• [Given task] Please quote every line word for word.
** start Input material **
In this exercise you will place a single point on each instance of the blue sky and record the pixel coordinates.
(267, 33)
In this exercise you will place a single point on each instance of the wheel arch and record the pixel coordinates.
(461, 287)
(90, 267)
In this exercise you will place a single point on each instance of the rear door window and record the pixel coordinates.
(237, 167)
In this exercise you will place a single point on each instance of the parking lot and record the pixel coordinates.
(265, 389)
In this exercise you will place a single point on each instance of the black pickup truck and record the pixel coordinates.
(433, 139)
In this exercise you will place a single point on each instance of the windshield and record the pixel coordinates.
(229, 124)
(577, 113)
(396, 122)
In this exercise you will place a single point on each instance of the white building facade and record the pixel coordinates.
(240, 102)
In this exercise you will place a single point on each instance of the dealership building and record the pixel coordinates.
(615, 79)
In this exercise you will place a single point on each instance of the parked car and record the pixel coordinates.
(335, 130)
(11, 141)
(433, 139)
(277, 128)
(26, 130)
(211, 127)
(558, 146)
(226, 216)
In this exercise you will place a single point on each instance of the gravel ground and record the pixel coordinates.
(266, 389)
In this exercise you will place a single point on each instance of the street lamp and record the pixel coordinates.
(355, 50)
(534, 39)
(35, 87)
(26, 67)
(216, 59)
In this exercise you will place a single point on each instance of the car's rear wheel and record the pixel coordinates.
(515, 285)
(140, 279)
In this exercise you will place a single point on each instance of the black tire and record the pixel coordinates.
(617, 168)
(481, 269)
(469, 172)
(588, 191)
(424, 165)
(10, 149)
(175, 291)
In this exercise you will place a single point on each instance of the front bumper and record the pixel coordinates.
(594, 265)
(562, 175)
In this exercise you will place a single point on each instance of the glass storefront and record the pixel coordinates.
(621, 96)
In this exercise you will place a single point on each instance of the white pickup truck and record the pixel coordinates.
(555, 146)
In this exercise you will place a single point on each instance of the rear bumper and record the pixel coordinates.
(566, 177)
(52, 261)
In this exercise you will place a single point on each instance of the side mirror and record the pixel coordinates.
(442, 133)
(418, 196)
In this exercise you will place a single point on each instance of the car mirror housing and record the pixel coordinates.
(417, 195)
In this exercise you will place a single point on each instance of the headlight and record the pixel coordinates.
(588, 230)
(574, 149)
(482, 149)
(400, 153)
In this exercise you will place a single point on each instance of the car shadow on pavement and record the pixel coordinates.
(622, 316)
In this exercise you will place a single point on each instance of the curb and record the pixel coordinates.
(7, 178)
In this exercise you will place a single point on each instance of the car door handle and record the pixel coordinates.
** end Input material **
• [The reply]
In this exercise you will place a single point on each instance of the blue sky and record the pixel coordinates.
(267, 33)
In this exercise you will place a single point on each instance of the wheel arch and record the pixel coordinates.
(461, 287)
(90, 267)
In this exercise you will place a single point on each instance of the rear door window and record the pixel coordinates.
(237, 167)
In this exercise you will place a single point on each instance of the parking lot and record the pixel coordinates.
(265, 389)
In this exercise you will place a single point on each instance of the black pickup truck and record the pixel coordinates.
(433, 139)
In this exercise you will place a single point on each instance of the windshield and record the pixel coordinates.
(229, 124)
(577, 113)
(396, 122)
In this exercise you will place a single point on each instance of the white building facade and record the pixel coordinates.
(240, 102)
In this exercise you will place a single point on each instance of the dealership building and record the pixel coordinates.
(615, 79)
In this exercise you will place a single point on each instance of the parked car and record the pixel coordinates.
(335, 130)
(11, 141)
(433, 139)
(277, 128)
(26, 130)
(211, 127)
(558, 146)
(226, 216)
In this exercise you will place a single point on each instance of the gravel ground and record the pixel coordinates.
(266, 389)
In this exercise you will place a single point on each instance of the street lamp and record the pixel coordinates.
(355, 50)
(534, 39)
(35, 87)
(26, 67)
(216, 59)
In this exercise you will place a single point on each instance of the car's rear wheel and record the pixel coordinates.
(515, 285)
(140, 279)
In this exercise you will place a single point on each instance of the black tire and record the pixel coordinates.
(617, 168)
(481, 269)
(469, 172)
(588, 191)
(424, 165)
(10, 149)
(175, 291)
In this exercise you will place a single point on each instance of the front bumper and record the pixel coordinates.
(594, 265)
(562, 175)
In this exercise you will place a single point on each instance of the glass storefront and record the pixel coordinates.
(621, 96)
In this exercise you will place a single point on each instance of the white pickup truck and record the pixel coordinates.
(555, 146)
In this exercise you will place a single point on each instance of the rear bumper and record the pixel coordinates.
(566, 177)
(52, 261)
In this exercise you will place a single point on each instance of the side mirror and record the pixel coordinates.
(442, 133)
(418, 196)
In this exercise you will place a single point on each instance of the car mirror housing and record the pixel coordinates.
(417, 195)
In this exercise you will place a single point on each instance of the headlight and record the pixel coordinates.
(588, 230)
(574, 149)
(482, 149)
(400, 153)
In this exercise you will place a single point on each instance of the car shadow on pavement and record the pixel coordinates.
(622, 316)
In this exercise you will place a single point on each instance of the curb and record the pixel coordinates.
(7, 178)
In this exercise you will place a single point on each instance of the car door handle and record the pixel coordinates.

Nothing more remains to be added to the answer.